◆ PROBLEM TO WORK ON ◆
In the records, from the start through the line that contains "Mark the region of each instance of the hiker's", swap "sample" for "example". Give back only those lines, unchanged otherwise, and leave out the pictures.

### WORKING DATA ###

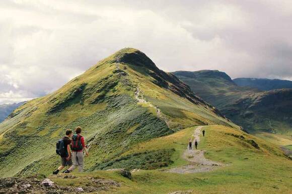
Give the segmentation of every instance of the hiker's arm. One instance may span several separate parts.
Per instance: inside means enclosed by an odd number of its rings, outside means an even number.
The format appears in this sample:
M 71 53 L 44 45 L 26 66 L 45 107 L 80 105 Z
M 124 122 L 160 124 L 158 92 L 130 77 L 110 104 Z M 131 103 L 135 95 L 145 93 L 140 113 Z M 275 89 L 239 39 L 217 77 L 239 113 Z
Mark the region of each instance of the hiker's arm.
M 81 143 L 82 143 L 82 147 L 83 147 L 83 149 L 85 151 L 85 153 L 86 155 L 88 156 L 88 151 L 87 150 L 87 148 L 86 148 L 86 146 L 85 145 L 85 141 L 84 141 L 84 138 L 82 137 L 81 138 Z
M 71 157 L 71 150 L 70 150 L 70 145 L 67 145 L 67 151 L 68 152 L 68 157 L 67 160 L 69 160 Z

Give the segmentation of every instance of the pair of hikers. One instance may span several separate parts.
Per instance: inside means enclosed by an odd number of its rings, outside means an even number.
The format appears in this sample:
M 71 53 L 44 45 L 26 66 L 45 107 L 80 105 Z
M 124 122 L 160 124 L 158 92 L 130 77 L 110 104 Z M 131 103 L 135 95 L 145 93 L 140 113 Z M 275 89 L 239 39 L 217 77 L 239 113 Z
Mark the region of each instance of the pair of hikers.
M 196 148 L 196 149 L 197 149 L 197 146 L 198 146 L 198 142 L 196 139 L 195 140 L 195 147 Z M 189 149 L 190 150 L 192 149 L 192 139 L 191 138 L 190 138 L 190 140 L 189 141 Z
M 73 135 L 71 130 L 67 129 L 65 136 L 57 142 L 56 152 L 61 157 L 61 165 L 53 172 L 53 174 L 58 174 L 65 166 L 70 167 L 64 173 L 70 173 L 78 166 L 79 172 L 83 171 L 83 151 L 87 156 L 89 155 L 81 131 L 81 128 L 78 127 L 75 129 L 76 134 Z

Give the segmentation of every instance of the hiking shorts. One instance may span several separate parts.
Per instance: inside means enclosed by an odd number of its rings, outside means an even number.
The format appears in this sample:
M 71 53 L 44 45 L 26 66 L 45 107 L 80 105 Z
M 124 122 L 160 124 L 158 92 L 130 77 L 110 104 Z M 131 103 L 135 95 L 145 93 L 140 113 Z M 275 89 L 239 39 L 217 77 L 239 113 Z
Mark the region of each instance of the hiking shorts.
M 61 163 L 62 164 L 62 166 L 71 166 L 72 164 L 72 159 L 70 158 L 69 160 L 67 161 L 66 157 L 61 157 Z

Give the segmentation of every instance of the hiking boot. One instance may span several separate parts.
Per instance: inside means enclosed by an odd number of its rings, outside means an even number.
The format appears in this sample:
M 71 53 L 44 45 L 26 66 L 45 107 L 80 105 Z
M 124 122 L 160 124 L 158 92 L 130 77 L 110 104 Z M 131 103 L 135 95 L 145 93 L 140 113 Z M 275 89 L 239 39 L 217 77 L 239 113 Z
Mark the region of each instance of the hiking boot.
M 70 173 L 70 172 L 68 170 L 66 170 L 64 171 L 64 173 Z

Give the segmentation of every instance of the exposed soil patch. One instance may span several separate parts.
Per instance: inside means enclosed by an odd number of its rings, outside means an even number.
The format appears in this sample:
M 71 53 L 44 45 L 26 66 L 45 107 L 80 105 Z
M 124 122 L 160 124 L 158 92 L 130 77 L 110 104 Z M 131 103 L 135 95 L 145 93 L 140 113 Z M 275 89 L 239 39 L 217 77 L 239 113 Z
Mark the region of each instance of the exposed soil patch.
M 199 143 L 200 134 L 201 133 L 201 129 L 203 127 L 198 127 L 195 130 L 192 135 L 194 140 L 193 145 L 194 145 L 194 141 L 196 139 L 198 143 Z M 187 148 L 186 151 L 184 151 L 182 157 L 186 160 L 190 162 L 190 164 L 171 168 L 166 170 L 166 171 L 181 174 L 202 172 L 211 171 L 224 165 L 224 164 L 221 163 L 206 159 L 204 156 L 204 150 L 197 150 L 194 147 L 193 148 L 192 150 L 189 150 L 188 148 Z

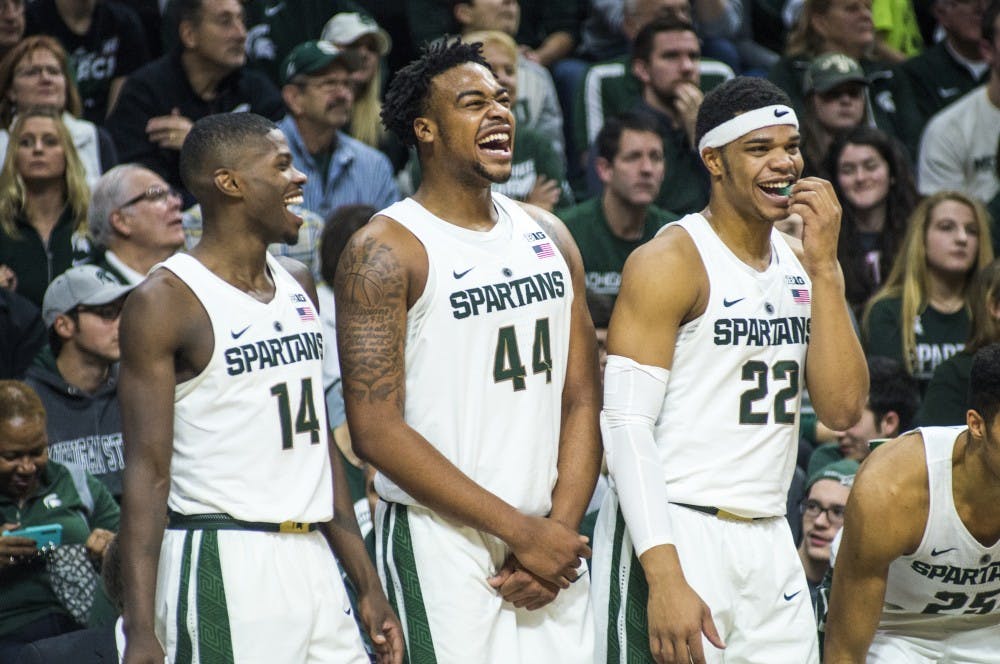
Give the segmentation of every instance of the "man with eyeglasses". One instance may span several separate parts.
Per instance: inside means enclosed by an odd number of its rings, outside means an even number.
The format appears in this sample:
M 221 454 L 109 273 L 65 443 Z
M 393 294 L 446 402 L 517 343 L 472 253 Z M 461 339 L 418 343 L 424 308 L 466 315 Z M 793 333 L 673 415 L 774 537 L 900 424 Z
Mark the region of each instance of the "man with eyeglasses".
M 56 277 L 42 301 L 49 349 L 25 376 L 48 414 L 49 457 L 86 468 L 116 500 L 125 467 L 118 318 L 132 288 L 94 265 Z
M 302 206 L 324 220 L 342 205 L 382 209 L 400 198 L 388 157 L 342 131 L 351 119 L 351 72 L 358 64 L 329 42 L 308 41 L 281 65 L 288 115 L 278 127 L 295 167 L 309 178 Z
M 820 581 L 830 568 L 830 544 L 844 525 L 844 507 L 858 472 L 858 462 L 842 459 L 813 473 L 806 484 L 806 497 L 799 505 L 802 512 L 802 542 L 799 560 L 806 572 L 806 583 L 813 608 Z
M 848 500 L 826 664 L 997 661 L 1000 344 L 972 360 L 965 427 L 873 450 Z
M 180 194 L 135 164 L 115 166 L 101 176 L 87 222 L 97 246 L 94 264 L 123 284 L 139 284 L 154 265 L 184 246 Z

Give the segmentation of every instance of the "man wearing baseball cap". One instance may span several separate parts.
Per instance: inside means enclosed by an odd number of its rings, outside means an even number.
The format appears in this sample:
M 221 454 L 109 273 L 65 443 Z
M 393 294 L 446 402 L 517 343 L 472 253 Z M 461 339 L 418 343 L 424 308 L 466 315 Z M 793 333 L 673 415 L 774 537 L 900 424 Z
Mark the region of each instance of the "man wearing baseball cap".
M 303 207 L 324 219 L 342 205 L 380 209 L 399 200 L 389 159 L 341 131 L 351 117 L 356 66 L 356 57 L 326 41 L 299 44 L 281 65 L 288 115 L 278 127 L 309 178 Z
M 25 382 L 48 414 L 49 457 L 84 466 L 115 498 L 122 492 L 118 317 L 134 286 L 94 265 L 70 268 L 45 291 L 49 350 Z

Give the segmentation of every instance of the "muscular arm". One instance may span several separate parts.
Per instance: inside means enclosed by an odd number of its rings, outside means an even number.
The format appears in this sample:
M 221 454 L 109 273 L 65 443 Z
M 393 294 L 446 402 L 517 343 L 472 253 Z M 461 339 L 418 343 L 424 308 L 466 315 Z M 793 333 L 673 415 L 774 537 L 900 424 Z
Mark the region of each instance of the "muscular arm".
M 829 182 L 803 178 L 795 183 L 789 212 L 802 217 L 802 244 L 796 250 L 812 280 L 806 386 L 820 421 L 847 429 L 861 418 L 868 400 L 868 367 L 837 262 L 840 205 Z
M 407 309 L 415 295 L 411 284 L 416 277 L 422 284 L 426 269 L 423 247 L 386 217 L 359 230 L 341 255 L 334 280 L 337 339 L 357 452 L 421 504 L 499 537 L 526 567 L 566 587 L 576 578 L 579 556 L 589 555 L 585 543 L 569 528 L 527 517 L 480 487 L 403 418 Z
M 923 534 L 926 482 L 919 434 L 879 447 L 861 467 L 833 572 L 824 662 L 864 663 L 882 613 L 889 564 L 915 550 Z M 892 519 L 885 518 L 887 505 Z
M 125 471 L 120 537 L 130 664 L 163 661 L 162 651 L 157 658 L 153 598 L 170 488 L 174 362 L 183 326 L 198 313 L 186 304 L 193 296 L 185 298 L 183 288 L 161 270 L 129 295 L 121 318 L 118 398 Z

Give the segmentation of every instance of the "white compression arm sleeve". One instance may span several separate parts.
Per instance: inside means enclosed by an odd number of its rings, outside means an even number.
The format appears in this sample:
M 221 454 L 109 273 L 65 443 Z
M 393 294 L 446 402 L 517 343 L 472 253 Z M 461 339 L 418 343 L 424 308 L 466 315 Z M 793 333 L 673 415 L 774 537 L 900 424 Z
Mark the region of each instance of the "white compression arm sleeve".
M 673 543 L 667 486 L 653 442 L 669 377 L 662 367 L 620 355 L 609 355 L 604 370 L 605 455 L 637 556 L 658 544 Z

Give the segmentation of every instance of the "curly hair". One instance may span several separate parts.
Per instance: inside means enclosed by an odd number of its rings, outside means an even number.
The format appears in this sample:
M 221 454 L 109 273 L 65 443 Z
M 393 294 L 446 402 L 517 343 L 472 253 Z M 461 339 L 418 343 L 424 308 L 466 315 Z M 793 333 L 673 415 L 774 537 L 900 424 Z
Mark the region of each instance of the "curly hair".
M 417 144 L 413 121 L 427 112 L 431 81 L 453 67 L 473 62 L 493 69 L 483 59 L 482 44 L 466 44 L 445 35 L 427 44 L 420 57 L 400 69 L 392 79 L 382 104 L 382 124 L 408 146 Z

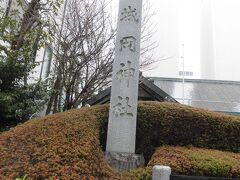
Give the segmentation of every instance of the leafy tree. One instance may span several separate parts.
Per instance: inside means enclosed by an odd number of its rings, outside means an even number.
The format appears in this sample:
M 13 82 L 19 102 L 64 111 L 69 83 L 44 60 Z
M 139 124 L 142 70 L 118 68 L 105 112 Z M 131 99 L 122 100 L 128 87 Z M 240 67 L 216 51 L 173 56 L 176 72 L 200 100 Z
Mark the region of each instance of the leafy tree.
M 10 0 L 0 8 L 0 126 L 27 120 L 42 105 L 46 88 L 28 84 L 37 50 L 49 39 L 48 16 L 61 1 Z
M 84 106 L 111 83 L 116 29 L 106 7 L 104 0 L 66 0 L 60 19 L 52 19 L 54 75 L 46 114 Z M 153 31 L 146 28 L 150 17 L 143 18 L 141 68 L 154 62 L 150 51 L 156 42 L 149 43 Z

###

◆ WRITTEN RESPONSE ◆
Give the segmentation of every instance of the hiker's arm. One instance may span several separate parts.
Per instance: inside means enclosed by an odd number of its rings, outside means an even number.
The format appears in this example:
M 71 53 L 44 45 L 26 66 L 45 107 L 80 105 Z
M 124 122 L 160 124 L 158 92 L 130 77 L 110 104 Z M 131 103 L 135 95 L 145 93 L 140 113 Z M 275 89 L 239 39 L 217 77 L 239 113 Z
Mark the region of each instance of the hiker's arm.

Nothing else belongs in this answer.